> **原文抜粋**:
ある時はお医者さん。ある時は船頭さん。またある時は…これだ~れだ?

辻 毅氏(ADKクリエイティブ・ワン)

    「クリエイティブ・ディレクション」の極意

    ☑必須アイテムは「正しい決断をするための“明快なモノサシ”」。

    ☑お医者さんの顔で“本音”を聞き、船頭さんの顔でゴールイメージを“具体的に”共有する。

    ☑そして、こんまりさんの顔で「気づき」と「共感性」のあるアイデアを選択する。

クリエイティブ・ディレクターって結局、何する人なの?

つい先日、この質問を義理の母からされて、思わず「うーん」となり、答えに困ってしまいました。広告業界を知らない人に「クリエイティブ・ディレクター」という仕事の内容をどのように話せば理解してもらえるのか?言葉を尽くして説明したのですが、返ってきたのは「ふーん、なんだか大変そうな仕事なのね」。ぼくが考え込んでいるうちに、その話題はいつの間にか終了していました。

そうなんです!「クリエイティブ・ディレクター」の仕事を一言で説明するのは、結構難しいことなのです。ちなみに広告用語辞典によると、「広告表現の企画・立案を行うクリエイティブチームを管理、統括する人。」と書いてあります。

ところがここ最近、期待される役割が変わってきています。

「クリエイティブ・ディレクター」はコミュニケーションの課題だけでなく、経営の課題まで解決できる「経営者のブレーン」として注目を集めているのです。実際ぼくのまわりでも、「クリエイターに直接相談したい」という経営者の方からの相談が増えています。

いちばん重要な仕事 それは「決断すること」

あなたは、「クリエイティブ・ディレクター」と聞いて誰の顔が思い浮かびますか?佐々木宏さんや佐藤可士和さんを思い浮かべた方が多いのではないでしょうか。ぼくはこれまで、数多くのクリエイティブ・ディレクターの方々とお仕事でご一緒してきました。ディレクションの方法は、人それぞれいろいろなやり方があります。でも、「ディレクションがすばらしいなぁ!」と思える人たちには共通点があります。それは、「正しい決断をするための明快なモノサシを持っている」ということです。

たとえば、佐藤可士和さんは、卓越したセンスに注目が集まりがちですが、実際に一緒にお仕事をしてみると判断のスピードと的確なジャッジに圧倒されます。クリエイティブ・ディレクターのいちばん重要な役割は、「正しい決断をすること」ではないかとぼくは思います。

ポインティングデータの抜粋
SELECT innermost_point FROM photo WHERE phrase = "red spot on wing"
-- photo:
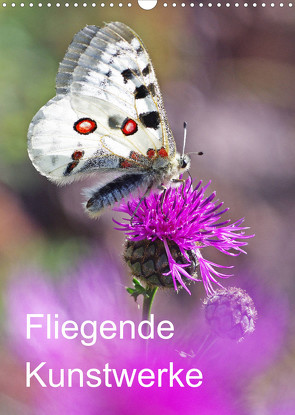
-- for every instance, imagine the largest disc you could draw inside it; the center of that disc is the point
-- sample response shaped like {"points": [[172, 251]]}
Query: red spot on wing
{"points": [[134, 155], [125, 164], [151, 153], [77, 155], [85, 126], [162, 152], [129, 127]]}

> **やること**:
1. クリエイティブ・ディレクターの文章の「ところがここ最近、期待される役割が変わってきています。」から「持っている」ということです。」までを、「経営者」を「企業のトップ」に置き換えて書き直すこと。
2. クリエイティブ・ディレクターの文章で、筆者が「ディレクションがすばらしい」と思える人たちに共通するとしている点は何か。
3. クリエイティブ・ディレクターの文章を、最後の文の後から書き継ぐこと。

> **期待する出力**:
1.
ところがここ最近、期待される役割が変わってきています。

「クリエイティブ・ディレクター」はコミュニケーションの課題だけでなく、経営の課題まで解決できる「企業のトップのブレーン」として注目を集めているのです。実際ぼくのまわりでも、「クリエイターに直接相談したい」という企業のトップの方からの相談が増えています。

いちばん重要な仕事 それは「決断すること」

あなたは、「クリエイティブ・ディレクター」と聞いて誰の顔が思い浮かびますか?佐々木宏さんや佐藤可士和さんを思い浮かべた方が多いのではないでしょうか。ぼくはこれまで、数多くのクリエイティブ・ディレクターの方々とお仕事でご一緒してきました。ディレクションの方法は、人それぞれいろいろなやり方があります。でも、「ディレクションがすばらしいなぁ!」と思える人たちには共通点があります。それは、「正しい決断をするための明快なモノサシを持っている」ということです。

2. 正しい決断をするための明快なモノサシを持っていること。

3.
ぼくたちの仕事は、選択と決断の連続です。戦略立案上の重要な判断から、フィニッシュワークの細部の詰めのレイアウトに至るまで、とにかくいろいろなことを決めていかないと仕事が前に進んでいきません。では、正解のないクリエイティブの世界で、どうすれば「正しい決断」ができるようになるのでしょうか?

「クリエイティブ・ディレクターはスーパーマンにならなきゃダメなんだよ」。

ぼくが駆け出しのころに先輩からいただいた言葉です。何のアドバイスにもなっていませんけど(笑)、主戦場がデジタルに代わり、マス広告の企画からWeb動画やSNSなどのデジタル施策の企画まで、クリエイティブ・ディレクターの守備範囲は一気に広がりました。

これにより課題はますます複雑化し、多層化しています。いくらなんでも決めなきゃいけないことが多すぎです。「何から手をつければいいのかわからない」と途方に暮れている新任のクリエイティブ・ディレクターの方も多いのではないでしょうか。

今回は「よりよいアウトプットを導き出すためのクリエイティブ・ディレクションの極意」というテーマをいただきました。精神論や根性論ではなく、できるだけ具体的な解決策を提案したいと思います。①オリエン ②アイデア出し ③企画決定。この3つのフェーズで「正しい決断をするコツ」をお話しします。もちろん宣伝担当部署の方にも役立つ内容となっていますので、楽しんで読んでいただけたらうれしいです。

正しい決断をするために3つの顔を持ちましょう!

図表1 クリエイティブ・ディレクターが正しい決断をするための「3つの顔」

①オリエンの心得

「お医者さん」の顔で話を聞きましょう。

オリエンは「問診の場」です。課題解決の第一歩は、現状把握を漏れなく正確に行うこと。判断する材料がそろっていないと正しい決断はできません。目的や課題は、クライアントのオリエンシートに記載されています。でも、だからと言ってその情報を鵜呑みにしてはいけません。なぜなら、オリエンシートは社内合意を取るためにつくられた資料のため、「建前」が書かれていることが多いからです。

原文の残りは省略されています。